Stated goal – Show each line of the records below that contains the word "coral", copying every such line in full.

Dataset records –

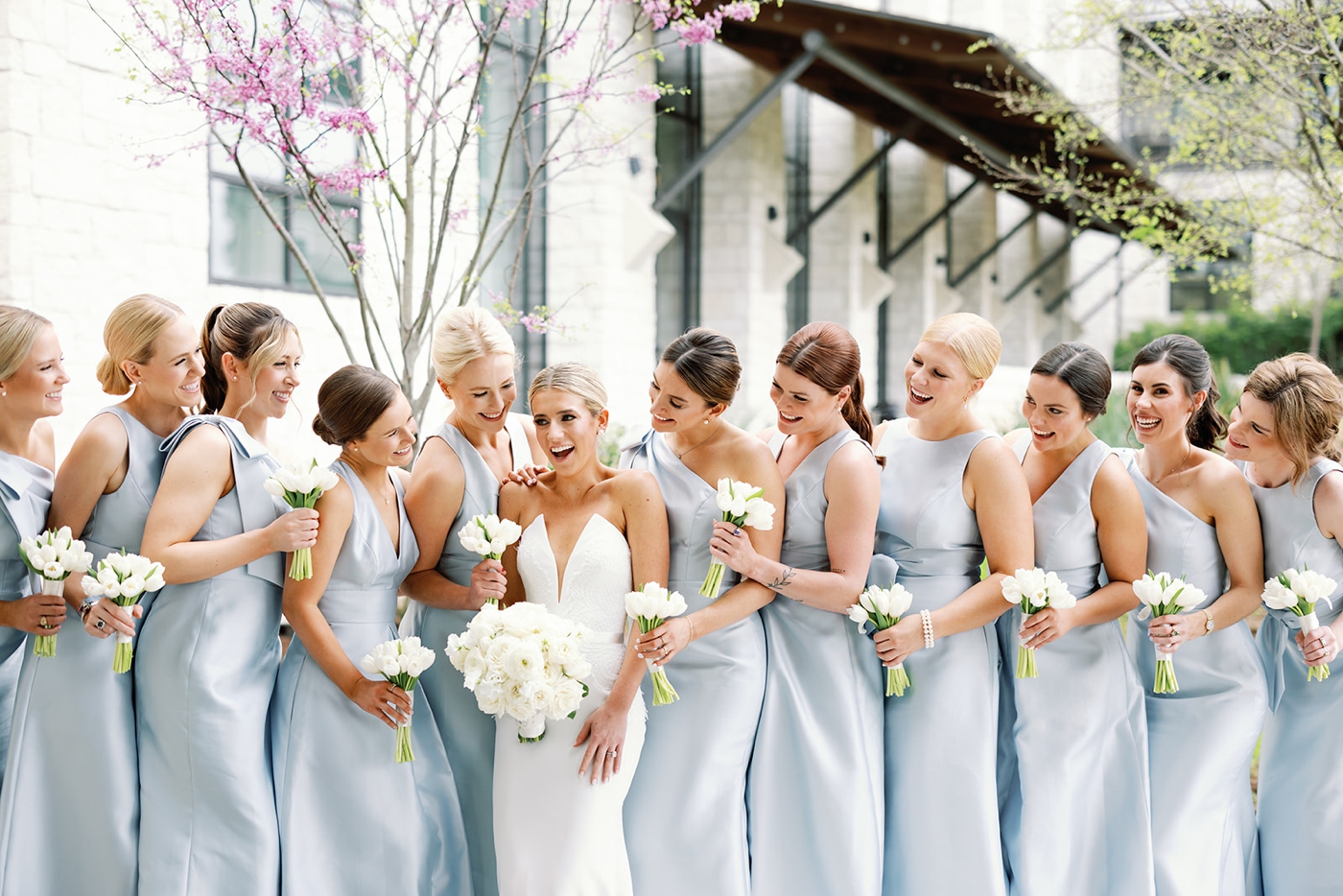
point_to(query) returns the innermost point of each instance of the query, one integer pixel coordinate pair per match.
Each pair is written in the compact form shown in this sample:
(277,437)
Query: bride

==

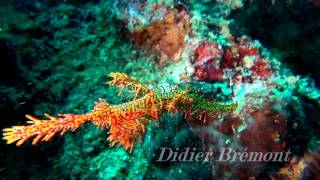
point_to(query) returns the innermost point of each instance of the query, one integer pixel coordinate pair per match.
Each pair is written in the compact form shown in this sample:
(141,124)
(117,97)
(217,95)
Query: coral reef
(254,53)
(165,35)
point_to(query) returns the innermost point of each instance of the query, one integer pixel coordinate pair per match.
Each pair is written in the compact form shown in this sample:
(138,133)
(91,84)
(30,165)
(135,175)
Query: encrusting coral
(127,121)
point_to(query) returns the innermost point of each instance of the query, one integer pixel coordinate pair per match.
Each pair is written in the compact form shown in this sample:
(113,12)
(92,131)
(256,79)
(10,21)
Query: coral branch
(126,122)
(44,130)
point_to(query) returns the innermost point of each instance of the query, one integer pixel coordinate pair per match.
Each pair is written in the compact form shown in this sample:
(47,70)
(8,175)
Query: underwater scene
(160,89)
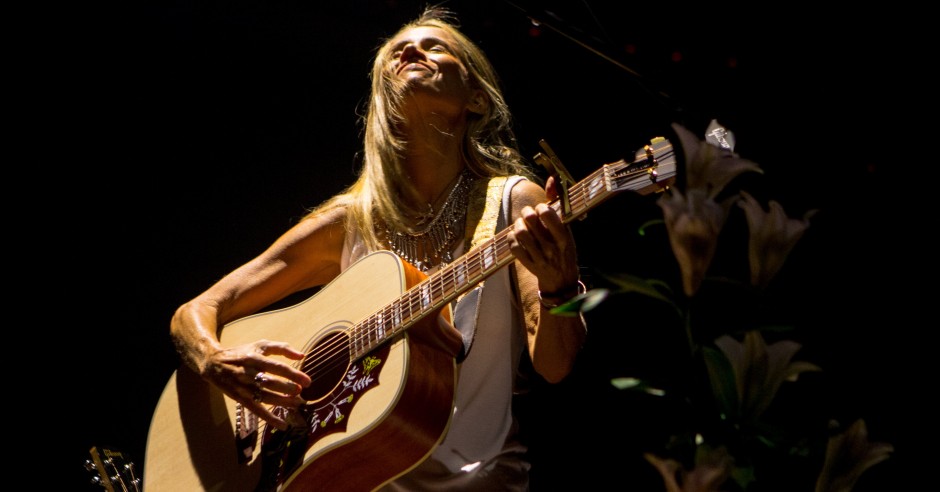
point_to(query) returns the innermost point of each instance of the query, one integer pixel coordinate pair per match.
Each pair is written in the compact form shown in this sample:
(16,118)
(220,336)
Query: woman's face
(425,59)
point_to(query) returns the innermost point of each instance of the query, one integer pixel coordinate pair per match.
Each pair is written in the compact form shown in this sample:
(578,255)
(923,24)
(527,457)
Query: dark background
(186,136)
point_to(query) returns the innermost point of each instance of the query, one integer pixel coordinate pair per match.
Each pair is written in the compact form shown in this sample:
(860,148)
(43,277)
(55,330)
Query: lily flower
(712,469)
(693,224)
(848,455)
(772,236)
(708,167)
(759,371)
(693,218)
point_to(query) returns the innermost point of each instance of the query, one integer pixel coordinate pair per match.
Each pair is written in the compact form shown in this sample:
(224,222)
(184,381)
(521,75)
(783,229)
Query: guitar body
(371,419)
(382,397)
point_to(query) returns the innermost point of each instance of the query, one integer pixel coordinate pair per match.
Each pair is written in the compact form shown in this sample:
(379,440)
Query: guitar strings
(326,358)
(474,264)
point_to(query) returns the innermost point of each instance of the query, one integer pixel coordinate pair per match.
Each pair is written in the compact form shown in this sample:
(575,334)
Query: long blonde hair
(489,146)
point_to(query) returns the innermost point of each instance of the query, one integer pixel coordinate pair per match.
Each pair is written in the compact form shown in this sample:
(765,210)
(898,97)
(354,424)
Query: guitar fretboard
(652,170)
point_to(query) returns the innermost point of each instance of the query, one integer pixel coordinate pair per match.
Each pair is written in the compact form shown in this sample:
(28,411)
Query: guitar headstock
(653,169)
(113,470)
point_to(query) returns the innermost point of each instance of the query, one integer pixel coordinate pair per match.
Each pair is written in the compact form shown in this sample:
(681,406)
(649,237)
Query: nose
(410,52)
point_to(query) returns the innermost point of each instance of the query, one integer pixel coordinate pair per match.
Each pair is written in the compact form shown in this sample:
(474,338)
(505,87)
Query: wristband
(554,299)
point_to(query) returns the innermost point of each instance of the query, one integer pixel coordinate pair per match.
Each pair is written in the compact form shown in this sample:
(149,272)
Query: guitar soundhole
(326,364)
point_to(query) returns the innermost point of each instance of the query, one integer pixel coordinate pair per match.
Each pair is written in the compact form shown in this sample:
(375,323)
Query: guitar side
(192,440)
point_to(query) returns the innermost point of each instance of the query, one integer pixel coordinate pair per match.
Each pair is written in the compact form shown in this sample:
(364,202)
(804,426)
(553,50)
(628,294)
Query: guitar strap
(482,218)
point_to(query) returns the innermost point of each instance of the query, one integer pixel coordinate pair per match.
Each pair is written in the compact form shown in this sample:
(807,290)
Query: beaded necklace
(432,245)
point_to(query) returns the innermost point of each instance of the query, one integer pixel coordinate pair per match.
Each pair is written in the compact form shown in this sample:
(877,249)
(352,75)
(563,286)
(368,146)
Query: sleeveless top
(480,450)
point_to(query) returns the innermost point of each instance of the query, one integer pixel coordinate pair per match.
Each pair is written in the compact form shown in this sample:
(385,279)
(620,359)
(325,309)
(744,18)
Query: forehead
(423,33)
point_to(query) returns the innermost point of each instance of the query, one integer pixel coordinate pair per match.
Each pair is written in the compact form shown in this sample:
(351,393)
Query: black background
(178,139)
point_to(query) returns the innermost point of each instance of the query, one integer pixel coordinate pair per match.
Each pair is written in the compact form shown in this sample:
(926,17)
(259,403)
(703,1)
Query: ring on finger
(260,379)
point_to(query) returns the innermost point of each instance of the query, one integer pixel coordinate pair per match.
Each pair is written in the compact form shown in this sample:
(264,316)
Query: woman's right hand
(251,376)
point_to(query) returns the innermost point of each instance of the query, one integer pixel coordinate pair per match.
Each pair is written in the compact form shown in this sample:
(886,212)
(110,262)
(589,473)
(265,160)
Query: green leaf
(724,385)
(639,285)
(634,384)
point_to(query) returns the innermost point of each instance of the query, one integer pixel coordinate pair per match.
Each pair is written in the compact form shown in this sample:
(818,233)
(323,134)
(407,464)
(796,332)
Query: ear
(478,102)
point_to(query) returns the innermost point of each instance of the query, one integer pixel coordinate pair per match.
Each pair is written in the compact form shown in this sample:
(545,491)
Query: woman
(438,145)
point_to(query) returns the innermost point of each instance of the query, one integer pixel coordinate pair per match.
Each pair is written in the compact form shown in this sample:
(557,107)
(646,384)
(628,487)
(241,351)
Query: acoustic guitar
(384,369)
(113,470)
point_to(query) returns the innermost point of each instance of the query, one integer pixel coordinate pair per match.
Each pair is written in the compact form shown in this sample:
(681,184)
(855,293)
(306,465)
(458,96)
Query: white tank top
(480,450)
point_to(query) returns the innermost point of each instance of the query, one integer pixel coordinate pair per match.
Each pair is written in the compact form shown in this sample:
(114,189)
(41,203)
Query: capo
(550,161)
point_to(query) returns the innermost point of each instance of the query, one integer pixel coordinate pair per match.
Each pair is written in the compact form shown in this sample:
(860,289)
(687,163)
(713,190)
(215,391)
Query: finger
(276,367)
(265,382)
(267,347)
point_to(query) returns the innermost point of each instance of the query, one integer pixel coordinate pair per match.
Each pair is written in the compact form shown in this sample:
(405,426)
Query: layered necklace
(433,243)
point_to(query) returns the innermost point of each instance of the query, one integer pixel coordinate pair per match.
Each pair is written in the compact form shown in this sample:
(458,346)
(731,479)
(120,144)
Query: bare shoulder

Finished exercise –
Query: coral reef
Query: encrusting coral
Query: coral branch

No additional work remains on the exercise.